[TEXT SHOWN — start]

The first thing I did when I saw the news of a proposed sequel to It’s a Wonderful Life (after this) was check the Onion‘s archive to make sure that Variety, which first broke the story, didn’t somehow pick it up by mistake. Honestly, that would be a much simpler explanation than there actually being an It’s a Wonderful Life sequel in the works. Frank Capra‘s film arrived in theaters nearly 70 years ago and had an ending that rivaled Citizen Kane with respect to its finality.
Is there literally anyone in the world who gets to the end of It’s a Wonderful Life and thinks to themselves, “Oh man, that was great and I’m practically in tears, but what I’d really like to know is what happened to George Bailey after he was visited by his guardian angel, and virtually every person he’d ever known saved his life by showering him with tens of thousands of dollars and the world’s greatest rendition of ‘Auld Lang Syne.'” I’d argue that one of the best things about It’s a Wonderful Life is the fact that it ends at the exact right moment. When you finish watching it with your family on Christmas Eve, it’s like George and the rest of Bedford Falls stays in the Bailey’s living room, singing and celebrating for as long as your imagination is able to hold the image.
So naturally, because it’s 2013 and everything we once held dear must be destroyed, Hollywood wants to burn that image to the ground. Don’t get me wrong, I’m all for more It’s a Wonderful Life as long as it has to do with the original—I’d gladly listen to hour after hour of audio commentary and behind-the-scenes interviews (Did you know that the crashing sound heard when Uncle Billy walks off scene after leaving Harry’s wedding was caused by a prop guy who had accidentally knocked over some lighting? And that director Frank Capra liked it so much he kept it in the final cut?). Paramount—which now owns the rights to the original film and its characters—has declared that it will block any attempt to make a sequel, but the studio never should have been put in the position to make such a statement in the first place.
If the idea of sequel-ing It’s a Wonderful Life doesn’t immediately infuriate you, the proposed plot certainly should:
Karolyn Grimes, who played George Bailey’s daughter “Zuzu” in the original, will return for the “Wonderful Life” sequel as an angel who shows Bailey’s unlikeable grandson (also named George Bailey) how the world would be if he had he never been born.

[TEXT SHOWN — finish]
[INFORMATION — start]

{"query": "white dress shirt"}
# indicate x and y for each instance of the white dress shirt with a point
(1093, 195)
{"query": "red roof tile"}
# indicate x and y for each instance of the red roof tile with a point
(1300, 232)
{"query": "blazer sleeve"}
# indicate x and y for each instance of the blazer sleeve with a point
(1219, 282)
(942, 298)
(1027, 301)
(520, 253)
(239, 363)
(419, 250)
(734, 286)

[INFORMATION — finish]
[INFORMATION — start]

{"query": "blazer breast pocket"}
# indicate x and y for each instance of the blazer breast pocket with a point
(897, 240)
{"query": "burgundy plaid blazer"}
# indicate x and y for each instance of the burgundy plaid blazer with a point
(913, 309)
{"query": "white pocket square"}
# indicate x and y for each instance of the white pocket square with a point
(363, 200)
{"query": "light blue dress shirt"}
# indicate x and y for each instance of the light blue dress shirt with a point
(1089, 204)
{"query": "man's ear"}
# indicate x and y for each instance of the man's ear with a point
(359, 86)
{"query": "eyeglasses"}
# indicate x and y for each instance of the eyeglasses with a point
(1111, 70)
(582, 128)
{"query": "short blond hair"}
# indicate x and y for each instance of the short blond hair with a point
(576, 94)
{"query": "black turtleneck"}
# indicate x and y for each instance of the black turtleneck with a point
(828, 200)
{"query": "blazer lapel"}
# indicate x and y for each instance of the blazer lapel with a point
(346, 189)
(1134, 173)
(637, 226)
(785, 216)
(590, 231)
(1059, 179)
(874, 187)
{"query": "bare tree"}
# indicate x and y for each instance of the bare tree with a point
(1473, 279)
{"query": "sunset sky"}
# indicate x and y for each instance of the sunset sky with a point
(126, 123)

[INFORMATION — finish]
[INFORMATION — start]

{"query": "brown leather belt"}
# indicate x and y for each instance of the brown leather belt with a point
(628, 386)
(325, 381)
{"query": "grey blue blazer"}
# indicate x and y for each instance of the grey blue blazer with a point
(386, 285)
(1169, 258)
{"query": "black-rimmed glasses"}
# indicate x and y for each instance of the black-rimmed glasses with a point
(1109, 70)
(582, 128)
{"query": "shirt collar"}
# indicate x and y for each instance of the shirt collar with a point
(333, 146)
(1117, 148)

[INFORMATION — finish]

**TASK A**:
Answer these questions about the piece on the proposed It's a Wonderful Life sequel:
(i) Which publication first broke the story?
(ii) What caused the crashing sound heard when Uncle Billy walks off after leaving Harry's wedding?
(iii) Who is set to return in the proposed sequel, and in what role?
**TASK B**: Pick up the piece on the proposed It's a Wonderful Life sequel after its final sentence and carry it on in the same voice.

**ANSWER A**:
(i) Variety.
(ii) A prop guy accidentally knocked over some lighting.
(iii) Karolyn Grimes, who played George Bailey's daughter "Zuzu" in the original, is set to return as an angel.

**ANSWER B**:
That might sound awfully familiar to you because it’s basically the plot to the tens of thousands of versions of A Christmas Carol you’ve already seen. There’s nothing wrong with the Dickens classic, but it’s also a completely different thing from It’s a Wonderful Life. And the two certainly don’t need to be any more closely associated than they already are. Also, how does George Bailey end up with an unlikeable grandson? That seems like a genetic impossibility.
In addition to Grimes, the actors who played Tommy Bailey (Jimmy Hawkins) and Janie Bailey (Carol Coombs) are also reportedly slated to reprise their roles—not that you should care since Grimes and Coombs haven’t acted in more than a half-century (Hawkins’ last role was in 1974). But wait, there’s more:
- Producers say they want to film in Louisiana, where there is no winter.
- The film is tentatively titled It’s a Wonderful Life: The Rest of the Story, which—aside from being the least inspired title in movie history—would make it a very short film since there is no rest of the story to tell.
- The budget for the film will reportedly be between $25-35 million, which seems like a lot of money to spend just to ruin the 2015 holiday season, especially when it could be spent funding part of Fast & Furious 9 or really anything else that isn’t this.
Is it possible that this movie actually gets green-lit and manages to evoke fond memories of the original while simultaneously providing a new holiday classic for the Milennial generation? That it manages to silence all the skeptics while becoming a wildly successful, critically-acclaimed box office hit? No. Not is is not. Kill this movie. Kill it with fire.